Exactly the lines from the one containing "point: the front" through the end of the data below are to be reproduced, and nothing besides them.

• Dataset rows:
◆ ◆ ◆ ◆

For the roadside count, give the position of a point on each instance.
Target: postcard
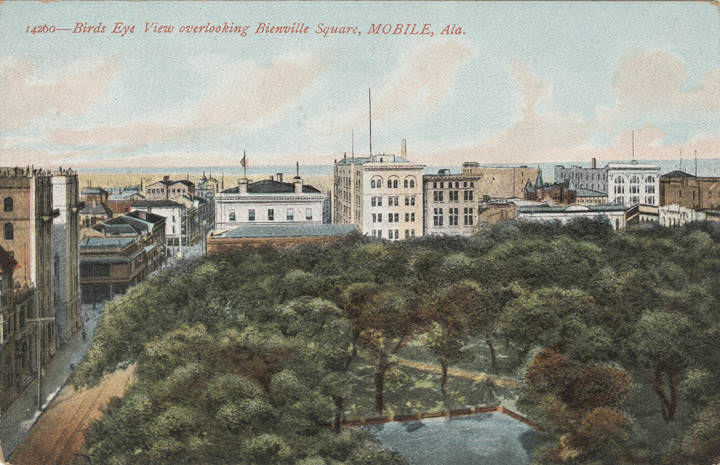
(322, 233)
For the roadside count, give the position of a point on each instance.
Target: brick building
(686, 190)
(168, 189)
(381, 194)
(26, 219)
(66, 264)
(17, 335)
(119, 253)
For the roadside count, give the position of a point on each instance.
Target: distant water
(485, 439)
(705, 167)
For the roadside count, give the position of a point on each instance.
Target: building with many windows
(450, 202)
(17, 333)
(119, 253)
(26, 220)
(381, 194)
(169, 189)
(65, 239)
(691, 192)
(625, 183)
(269, 202)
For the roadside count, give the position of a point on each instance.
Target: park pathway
(473, 375)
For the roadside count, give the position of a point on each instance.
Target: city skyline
(526, 83)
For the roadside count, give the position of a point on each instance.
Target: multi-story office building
(500, 181)
(119, 253)
(26, 219)
(16, 333)
(269, 201)
(625, 183)
(450, 203)
(692, 192)
(380, 194)
(65, 241)
(169, 189)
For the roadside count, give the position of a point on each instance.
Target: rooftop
(287, 230)
(269, 186)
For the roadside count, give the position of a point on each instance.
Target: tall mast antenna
(370, 117)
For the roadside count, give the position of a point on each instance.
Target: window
(437, 217)
(453, 217)
(468, 213)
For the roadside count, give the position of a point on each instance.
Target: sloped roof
(7, 262)
(269, 186)
(288, 230)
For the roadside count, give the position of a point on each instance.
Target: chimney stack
(242, 185)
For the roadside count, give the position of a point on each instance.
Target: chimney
(242, 185)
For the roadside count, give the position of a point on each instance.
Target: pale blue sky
(527, 82)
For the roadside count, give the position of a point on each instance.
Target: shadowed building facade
(26, 220)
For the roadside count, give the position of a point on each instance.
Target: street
(23, 413)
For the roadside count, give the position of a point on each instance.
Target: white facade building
(676, 215)
(380, 194)
(268, 202)
(624, 183)
(614, 213)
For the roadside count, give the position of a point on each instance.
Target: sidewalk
(17, 420)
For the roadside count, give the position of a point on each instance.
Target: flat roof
(287, 230)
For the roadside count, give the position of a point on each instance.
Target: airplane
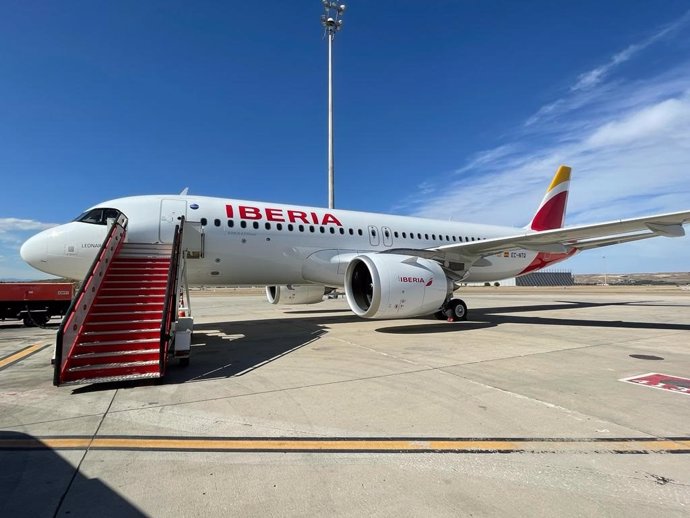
(390, 266)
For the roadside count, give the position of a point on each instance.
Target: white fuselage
(256, 243)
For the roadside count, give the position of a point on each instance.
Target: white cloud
(16, 224)
(13, 232)
(593, 77)
(667, 119)
(628, 142)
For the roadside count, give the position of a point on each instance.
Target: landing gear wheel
(456, 310)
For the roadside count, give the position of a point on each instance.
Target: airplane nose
(35, 250)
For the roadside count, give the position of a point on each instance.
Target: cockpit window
(98, 216)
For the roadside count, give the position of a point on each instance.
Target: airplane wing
(561, 240)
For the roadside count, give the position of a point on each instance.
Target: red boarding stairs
(119, 326)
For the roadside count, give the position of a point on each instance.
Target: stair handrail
(171, 289)
(81, 303)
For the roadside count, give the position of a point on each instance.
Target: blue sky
(448, 109)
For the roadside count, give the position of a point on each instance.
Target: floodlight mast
(332, 21)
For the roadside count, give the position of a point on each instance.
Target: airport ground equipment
(121, 323)
(34, 302)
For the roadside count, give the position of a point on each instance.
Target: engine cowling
(395, 286)
(295, 294)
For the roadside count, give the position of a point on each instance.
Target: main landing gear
(455, 310)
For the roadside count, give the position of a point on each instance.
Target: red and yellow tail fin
(551, 212)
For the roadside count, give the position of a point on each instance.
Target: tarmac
(309, 410)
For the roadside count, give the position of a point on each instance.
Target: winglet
(551, 212)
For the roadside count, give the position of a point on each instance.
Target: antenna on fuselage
(332, 22)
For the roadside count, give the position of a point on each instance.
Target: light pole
(332, 21)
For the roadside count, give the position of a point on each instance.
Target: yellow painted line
(12, 358)
(373, 445)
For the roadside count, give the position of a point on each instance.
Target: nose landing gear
(455, 310)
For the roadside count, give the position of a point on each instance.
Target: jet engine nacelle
(294, 294)
(395, 286)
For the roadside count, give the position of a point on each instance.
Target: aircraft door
(170, 211)
(374, 238)
(387, 236)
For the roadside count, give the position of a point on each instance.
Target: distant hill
(634, 279)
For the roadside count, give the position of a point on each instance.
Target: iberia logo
(417, 280)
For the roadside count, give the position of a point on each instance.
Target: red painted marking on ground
(662, 381)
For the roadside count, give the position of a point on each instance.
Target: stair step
(113, 357)
(132, 370)
(150, 298)
(120, 325)
(111, 379)
(117, 346)
(121, 335)
(121, 316)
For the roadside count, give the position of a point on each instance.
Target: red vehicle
(34, 302)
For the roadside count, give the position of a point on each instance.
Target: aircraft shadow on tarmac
(231, 349)
(491, 317)
(36, 481)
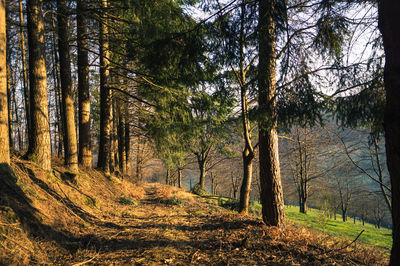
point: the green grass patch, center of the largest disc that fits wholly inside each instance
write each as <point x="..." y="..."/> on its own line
<point x="317" y="220"/>
<point x="314" y="219"/>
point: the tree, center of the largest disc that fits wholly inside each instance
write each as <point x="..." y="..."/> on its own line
<point x="85" y="152"/>
<point x="105" y="95"/>
<point x="24" y="71"/>
<point x="39" y="137"/>
<point x="388" y="18"/>
<point x="210" y="135"/>
<point x="273" y="211"/>
<point x="4" y="138"/>
<point x="70" y="144"/>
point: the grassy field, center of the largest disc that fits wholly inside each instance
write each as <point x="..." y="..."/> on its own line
<point x="314" y="219"/>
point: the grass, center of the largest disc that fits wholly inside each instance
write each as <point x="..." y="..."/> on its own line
<point x="316" y="220"/>
<point x="312" y="220"/>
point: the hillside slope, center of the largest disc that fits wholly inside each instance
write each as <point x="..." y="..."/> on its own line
<point x="59" y="218"/>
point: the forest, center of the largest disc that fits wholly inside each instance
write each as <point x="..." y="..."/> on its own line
<point x="269" y="103"/>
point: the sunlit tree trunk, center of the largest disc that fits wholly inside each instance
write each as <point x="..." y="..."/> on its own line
<point x="248" y="152"/>
<point x="273" y="211"/>
<point x="39" y="137"/>
<point x="24" y="71"/>
<point x="127" y="140"/>
<point x="70" y="143"/>
<point x="389" y="20"/>
<point x="121" y="139"/>
<point x="9" y="82"/>
<point x="4" y="139"/>
<point x="105" y="96"/>
<point x="85" y="152"/>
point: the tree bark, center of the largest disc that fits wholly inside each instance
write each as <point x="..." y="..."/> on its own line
<point x="105" y="96"/>
<point x="39" y="137"/>
<point x="389" y="20"/>
<point x="121" y="140"/>
<point x="246" y="184"/>
<point x="202" y="168"/>
<point x="24" y="71"/>
<point x="179" y="177"/>
<point x="57" y="91"/>
<point x="70" y="143"/>
<point x="127" y="140"/>
<point x="85" y="153"/>
<point x="9" y="89"/>
<point x="4" y="138"/>
<point x="273" y="211"/>
<point x="113" y="149"/>
<point x="248" y="152"/>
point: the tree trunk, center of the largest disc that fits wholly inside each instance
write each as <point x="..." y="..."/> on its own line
<point x="105" y="97"/>
<point x="273" y="211"/>
<point x="70" y="143"/>
<point x="388" y="20"/>
<point x="9" y="93"/>
<point x="303" y="204"/>
<point x="167" y="177"/>
<point x="24" y="72"/>
<point x="246" y="183"/>
<point x="127" y="140"/>
<point x="179" y="177"/>
<point x="121" y="140"/>
<point x="85" y="153"/>
<point x="4" y="138"/>
<point x="57" y="92"/>
<point x="202" y="168"/>
<point x="39" y="137"/>
<point x="113" y="141"/>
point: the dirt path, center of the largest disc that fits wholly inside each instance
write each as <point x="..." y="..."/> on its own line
<point x="158" y="232"/>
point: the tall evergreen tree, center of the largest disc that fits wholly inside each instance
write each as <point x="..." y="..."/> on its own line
<point x="85" y="152"/>
<point x="273" y="211"/>
<point x="70" y="144"/>
<point x="39" y="137"/>
<point x="24" y="70"/>
<point x="388" y="20"/>
<point x="105" y="94"/>
<point x="4" y="138"/>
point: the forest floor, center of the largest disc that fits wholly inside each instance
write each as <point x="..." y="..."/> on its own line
<point x="59" y="218"/>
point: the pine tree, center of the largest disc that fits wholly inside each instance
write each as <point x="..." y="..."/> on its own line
<point x="85" y="152"/>
<point x="4" y="138"/>
<point x="273" y="211"/>
<point x="39" y="137"/>
<point x="388" y="21"/>
<point x="105" y="94"/>
<point x="70" y="145"/>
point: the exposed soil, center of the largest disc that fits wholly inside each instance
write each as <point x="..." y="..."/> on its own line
<point x="91" y="219"/>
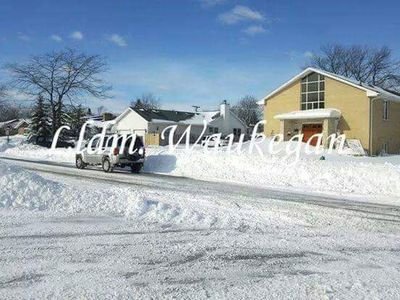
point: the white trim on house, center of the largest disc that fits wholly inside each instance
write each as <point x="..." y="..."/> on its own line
<point x="370" y="91"/>
<point x="326" y="113"/>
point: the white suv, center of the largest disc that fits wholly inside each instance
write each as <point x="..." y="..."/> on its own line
<point x="110" y="156"/>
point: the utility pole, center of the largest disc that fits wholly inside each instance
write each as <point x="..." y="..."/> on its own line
<point x="8" y="134"/>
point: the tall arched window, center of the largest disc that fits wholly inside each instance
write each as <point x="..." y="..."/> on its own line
<point x="313" y="91"/>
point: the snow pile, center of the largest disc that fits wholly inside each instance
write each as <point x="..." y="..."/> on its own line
<point x="27" y="190"/>
<point x="375" y="176"/>
<point x="337" y="174"/>
<point x="20" y="149"/>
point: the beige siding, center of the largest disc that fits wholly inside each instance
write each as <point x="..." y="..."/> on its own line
<point x="351" y="101"/>
<point x="354" y="105"/>
<point x="285" y="101"/>
<point x="386" y="131"/>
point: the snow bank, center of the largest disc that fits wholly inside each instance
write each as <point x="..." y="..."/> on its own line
<point x="19" y="148"/>
<point x="336" y="174"/>
<point x="376" y="176"/>
<point x="21" y="189"/>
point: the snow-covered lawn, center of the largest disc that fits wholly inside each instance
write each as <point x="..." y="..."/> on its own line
<point x="66" y="237"/>
<point x="372" y="177"/>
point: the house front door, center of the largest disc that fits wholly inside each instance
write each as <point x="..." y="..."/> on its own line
<point x="309" y="130"/>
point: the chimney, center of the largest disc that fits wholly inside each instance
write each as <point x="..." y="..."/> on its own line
<point x="224" y="109"/>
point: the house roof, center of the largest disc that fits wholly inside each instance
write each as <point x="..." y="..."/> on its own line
<point x="163" y="115"/>
<point x="14" y="123"/>
<point x="371" y="91"/>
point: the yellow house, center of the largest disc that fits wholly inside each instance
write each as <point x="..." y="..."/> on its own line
<point x="317" y="101"/>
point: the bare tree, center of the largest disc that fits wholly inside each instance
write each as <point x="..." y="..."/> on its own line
<point x="364" y="64"/>
<point x="60" y="76"/>
<point x="3" y="95"/>
<point x="146" y="101"/>
<point x="248" y="110"/>
<point x="101" y="109"/>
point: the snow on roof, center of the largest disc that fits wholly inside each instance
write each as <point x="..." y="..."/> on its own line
<point x="372" y="91"/>
<point x="14" y="123"/>
<point x="310" y="114"/>
<point x="210" y="115"/>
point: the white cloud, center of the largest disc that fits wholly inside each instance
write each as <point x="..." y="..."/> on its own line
<point x="210" y="3"/>
<point x="77" y="35"/>
<point x="23" y="37"/>
<point x="240" y="13"/>
<point x="308" y="54"/>
<point x="254" y="30"/>
<point x="56" y="38"/>
<point x="117" y="40"/>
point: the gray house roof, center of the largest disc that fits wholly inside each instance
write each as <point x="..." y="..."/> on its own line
<point x="165" y="115"/>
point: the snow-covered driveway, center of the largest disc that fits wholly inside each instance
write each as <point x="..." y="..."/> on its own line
<point x="142" y="236"/>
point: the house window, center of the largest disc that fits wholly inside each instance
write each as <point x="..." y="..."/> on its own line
<point x="237" y="131"/>
<point x="385" y="148"/>
<point x="385" y="110"/>
<point x="313" y="91"/>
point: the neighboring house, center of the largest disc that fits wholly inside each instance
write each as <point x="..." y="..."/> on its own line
<point x="151" y="122"/>
<point x="101" y="118"/>
<point x="16" y="126"/>
<point x="316" y="101"/>
<point x="224" y="121"/>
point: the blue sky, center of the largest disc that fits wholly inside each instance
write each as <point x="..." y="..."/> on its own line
<point x="194" y="52"/>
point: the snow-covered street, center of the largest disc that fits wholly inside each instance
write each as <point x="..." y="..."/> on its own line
<point x="146" y="236"/>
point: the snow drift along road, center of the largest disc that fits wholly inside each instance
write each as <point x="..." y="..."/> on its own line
<point x="338" y="174"/>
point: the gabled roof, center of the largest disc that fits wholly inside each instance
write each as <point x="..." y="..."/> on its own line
<point x="14" y="123"/>
<point x="371" y="91"/>
<point x="165" y="115"/>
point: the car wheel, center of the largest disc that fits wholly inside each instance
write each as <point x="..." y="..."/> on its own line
<point x="79" y="163"/>
<point x="106" y="165"/>
<point x="135" y="168"/>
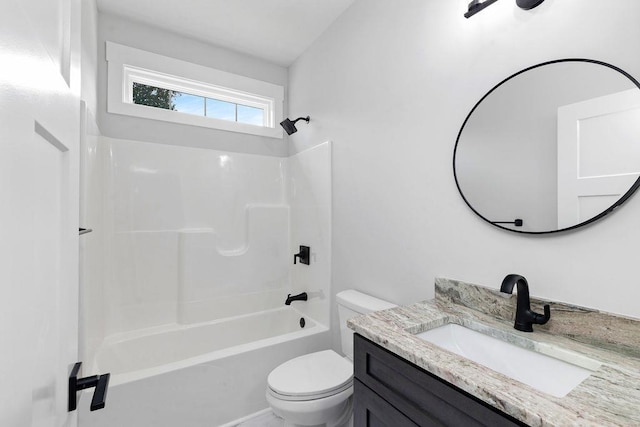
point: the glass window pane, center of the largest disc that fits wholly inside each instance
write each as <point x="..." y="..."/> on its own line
<point x="250" y="115"/>
<point x="153" y="96"/>
<point x="190" y="104"/>
<point x="221" y="109"/>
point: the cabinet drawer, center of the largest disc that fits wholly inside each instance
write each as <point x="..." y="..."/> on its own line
<point x="421" y="396"/>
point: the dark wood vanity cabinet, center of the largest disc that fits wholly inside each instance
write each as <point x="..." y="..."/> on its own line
<point x="389" y="391"/>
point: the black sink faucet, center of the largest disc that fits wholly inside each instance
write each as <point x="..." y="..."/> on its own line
<point x="524" y="316"/>
<point x="299" y="297"/>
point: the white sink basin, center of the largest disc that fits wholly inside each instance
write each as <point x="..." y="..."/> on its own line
<point x="547" y="374"/>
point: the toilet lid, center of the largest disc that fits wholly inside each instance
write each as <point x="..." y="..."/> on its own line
<point x="312" y="375"/>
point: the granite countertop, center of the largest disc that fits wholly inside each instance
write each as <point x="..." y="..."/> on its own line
<point x="609" y="397"/>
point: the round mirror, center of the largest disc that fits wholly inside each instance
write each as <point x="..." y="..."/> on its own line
<point x="552" y="147"/>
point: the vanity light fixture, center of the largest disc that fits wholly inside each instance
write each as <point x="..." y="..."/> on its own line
<point x="476" y="5"/>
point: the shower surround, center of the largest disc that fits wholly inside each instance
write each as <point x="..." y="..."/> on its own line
<point x="192" y="246"/>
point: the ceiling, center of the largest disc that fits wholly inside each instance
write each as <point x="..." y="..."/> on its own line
<point x="275" y="30"/>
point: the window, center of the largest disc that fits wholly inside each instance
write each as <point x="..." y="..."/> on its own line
<point x="146" y="85"/>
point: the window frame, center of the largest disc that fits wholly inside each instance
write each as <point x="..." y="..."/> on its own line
<point x="127" y="65"/>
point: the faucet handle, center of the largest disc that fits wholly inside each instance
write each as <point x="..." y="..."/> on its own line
<point x="541" y="319"/>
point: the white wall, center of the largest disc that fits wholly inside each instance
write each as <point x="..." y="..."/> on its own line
<point x="126" y="32"/>
<point x="390" y="85"/>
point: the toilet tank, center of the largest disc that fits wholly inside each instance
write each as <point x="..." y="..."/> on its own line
<point x="353" y="303"/>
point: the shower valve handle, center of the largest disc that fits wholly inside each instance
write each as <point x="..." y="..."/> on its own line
<point x="304" y="255"/>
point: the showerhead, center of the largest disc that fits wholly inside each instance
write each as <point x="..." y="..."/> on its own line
<point x="290" y="126"/>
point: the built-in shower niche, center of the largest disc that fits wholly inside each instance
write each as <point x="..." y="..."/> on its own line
<point x="216" y="282"/>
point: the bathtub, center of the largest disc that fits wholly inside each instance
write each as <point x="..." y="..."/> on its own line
<point x="206" y="374"/>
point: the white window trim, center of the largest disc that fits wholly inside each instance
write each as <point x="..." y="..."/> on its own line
<point x="126" y="64"/>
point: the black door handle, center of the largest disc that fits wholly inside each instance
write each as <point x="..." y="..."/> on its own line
<point x="101" y="383"/>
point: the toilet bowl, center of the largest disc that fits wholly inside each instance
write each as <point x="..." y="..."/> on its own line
<point x="316" y="389"/>
<point x="312" y="390"/>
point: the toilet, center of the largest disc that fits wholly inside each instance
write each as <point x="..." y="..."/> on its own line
<point x="316" y="389"/>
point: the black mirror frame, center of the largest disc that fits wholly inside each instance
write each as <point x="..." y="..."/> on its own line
<point x="610" y="209"/>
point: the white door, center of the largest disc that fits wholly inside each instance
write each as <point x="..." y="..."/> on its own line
<point x="598" y="154"/>
<point x="39" y="134"/>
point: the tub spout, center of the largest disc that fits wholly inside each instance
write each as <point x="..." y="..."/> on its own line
<point x="299" y="297"/>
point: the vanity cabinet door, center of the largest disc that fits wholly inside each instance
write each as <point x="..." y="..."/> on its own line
<point x="370" y="410"/>
<point x="423" y="398"/>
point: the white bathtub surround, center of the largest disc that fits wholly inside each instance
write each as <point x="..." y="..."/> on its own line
<point x="147" y="352"/>
<point x="264" y="418"/>
<point x="196" y="249"/>
<point x="204" y="391"/>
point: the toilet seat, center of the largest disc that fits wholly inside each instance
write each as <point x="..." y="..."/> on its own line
<point x="311" y="376"/>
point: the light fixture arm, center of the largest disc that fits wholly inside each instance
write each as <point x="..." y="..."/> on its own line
<point x="476" y="5"/>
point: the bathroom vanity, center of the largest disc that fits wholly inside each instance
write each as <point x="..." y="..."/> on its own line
<point x="389" y="391"/>
<point x="402" y="379"/>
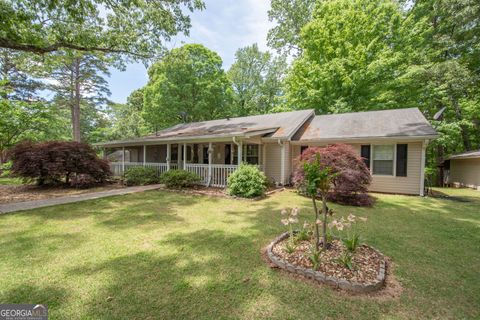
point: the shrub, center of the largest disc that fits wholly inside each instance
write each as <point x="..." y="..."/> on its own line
<point x="352" y="177"/>
<point x="57" y="162"/>
<point x="139" y="176"/>
<point x="247" y="182"/>
<point x="177" y="179"/>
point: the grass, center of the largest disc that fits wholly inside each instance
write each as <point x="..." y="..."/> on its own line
<point x="160" y="255"/>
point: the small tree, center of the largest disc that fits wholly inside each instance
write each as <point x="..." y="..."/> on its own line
<point x="350" y="185"/>
<point x="317" y="181"/>
<point x="56" y="162"/>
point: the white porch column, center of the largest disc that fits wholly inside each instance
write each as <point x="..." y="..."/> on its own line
<point x="264" y="157"/>
<point x="210" y="155"/>
<point x="179" y="156"/>
<point x="144" y="155"/>
<point x="123" y="160"/>
<point x="169" y="155"/>
<point x="240" y="152"/>
<point x="184" y="156"/>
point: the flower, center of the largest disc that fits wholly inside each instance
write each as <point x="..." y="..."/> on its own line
<point x="295" y="212"/>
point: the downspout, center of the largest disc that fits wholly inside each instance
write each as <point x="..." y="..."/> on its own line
<point x="422" y="172"/>
<point x="282" y="161"/>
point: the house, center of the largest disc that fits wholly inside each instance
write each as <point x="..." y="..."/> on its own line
<point x="463" y="169"/>
<point x="392" y="142"/>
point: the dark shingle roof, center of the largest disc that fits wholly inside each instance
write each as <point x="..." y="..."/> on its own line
<point x="371" y="124"/>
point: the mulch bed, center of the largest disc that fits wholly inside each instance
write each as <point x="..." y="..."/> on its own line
<point x="22" y="193"/>
<point x="366" y="261"/>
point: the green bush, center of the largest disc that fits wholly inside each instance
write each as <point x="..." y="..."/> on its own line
<point x="247" y="182"/>
<point x="139" y="176"/>
<point x="177" y="179"/>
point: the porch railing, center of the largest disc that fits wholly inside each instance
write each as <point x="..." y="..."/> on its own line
<point x="219" y="172"/>
<point x="117" y="167"/>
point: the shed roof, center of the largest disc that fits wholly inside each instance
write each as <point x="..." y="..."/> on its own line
<point x="466" y="155"/>
<point x="408" y="122"/>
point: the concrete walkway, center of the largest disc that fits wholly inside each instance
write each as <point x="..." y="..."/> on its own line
<point x="27" y="205"/>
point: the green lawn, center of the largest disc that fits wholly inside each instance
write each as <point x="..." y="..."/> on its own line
<point x="159" y="255"/>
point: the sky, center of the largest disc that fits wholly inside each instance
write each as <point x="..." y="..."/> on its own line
<point x="223" y="26"/>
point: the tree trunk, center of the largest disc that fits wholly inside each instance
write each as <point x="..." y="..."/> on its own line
<point x="324" y="211"/>
<point x="317" y="233"/>
<point x="76" y="102"/>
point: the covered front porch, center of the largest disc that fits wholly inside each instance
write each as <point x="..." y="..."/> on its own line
<point x="212" y="161"/>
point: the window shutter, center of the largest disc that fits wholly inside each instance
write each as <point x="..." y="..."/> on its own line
<point x="365" y="154"/>
<point x="402" y="155"/>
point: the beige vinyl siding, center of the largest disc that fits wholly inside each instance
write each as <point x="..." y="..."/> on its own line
<point x="273" y="165"/>
<point x="390" y="184"/>
<point x="465" y="172"/>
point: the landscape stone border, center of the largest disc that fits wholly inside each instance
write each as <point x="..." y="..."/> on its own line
<point x="321" y="277"/>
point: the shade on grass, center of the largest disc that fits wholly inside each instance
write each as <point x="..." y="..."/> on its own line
<point x="160" y="255"/>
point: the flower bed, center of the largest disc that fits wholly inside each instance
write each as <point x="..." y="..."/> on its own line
<point x="367" y="275"/>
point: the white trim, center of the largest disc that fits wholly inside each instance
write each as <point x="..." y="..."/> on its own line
<point x="169" y="155"/>
<point x="422" y="168"/>
<point x="394" y="169"/>
<point x="282" y="161"/>
<point x="364" y="140"/>
<point x="144" y="155"/>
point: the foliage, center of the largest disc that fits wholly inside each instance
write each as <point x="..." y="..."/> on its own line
<point x="346" y="260"/>
<point x="352" y="239"/>
<point x="352" y="177"/>
<point x="57" y="162"/>
<point x="247" y="182"/>
<point x="352" y="52"/>
<point x="139" y="176"/>
<point x="290" y="219"/>
<point x="80" y="88"/>
<point x="127" y="118"/>
<point x="177" y="179"/>
<point x="188" y="80"/>
<point x="314" y="256"/>
<point x="317" y="179"/>
<point x="136" y="29"/>
<point x="257" y="79"/>
<point x="290" y="16"/>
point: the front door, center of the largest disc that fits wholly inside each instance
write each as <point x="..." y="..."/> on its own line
<point x="228" y="154"/>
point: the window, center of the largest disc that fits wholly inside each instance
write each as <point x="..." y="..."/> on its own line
<point x="402" y="155"/>
<point x="251" y="153"/>
<point x="365" y="154"/>
<point x="303" y="148"/>
<point x="383" y="156"/>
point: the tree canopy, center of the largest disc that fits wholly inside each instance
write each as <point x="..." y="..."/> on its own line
<point x="188" y="84"/>
<point x="257" y="80"/>
<point x="135" y="28"/>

◆ ◆ ◆ ◆

• Final result:
point: the front door, center of the largest disc that fits wholly inside each instance
write each as <point x="..." y="..."/> on its own line
<point x="228" y="154"/>
point: the window, center of the largest disc that fits wholly inside each instance
write each as <point x="..." y="..."/> on its own line
<point x="402" y="155"/>
<point x="251" y="153"/>
<point x="365" y="154"/>
<point x="303" y="148"/>
<point x="383" y="156"/>
point: the tree canopy, center of the largest disc that fits wholly inside each instance
write each as <point x="..." y="..."/> on its own line
<point x="188" y="84"/>
<point x="257" y="80"/>
<point x="135" y="28"/>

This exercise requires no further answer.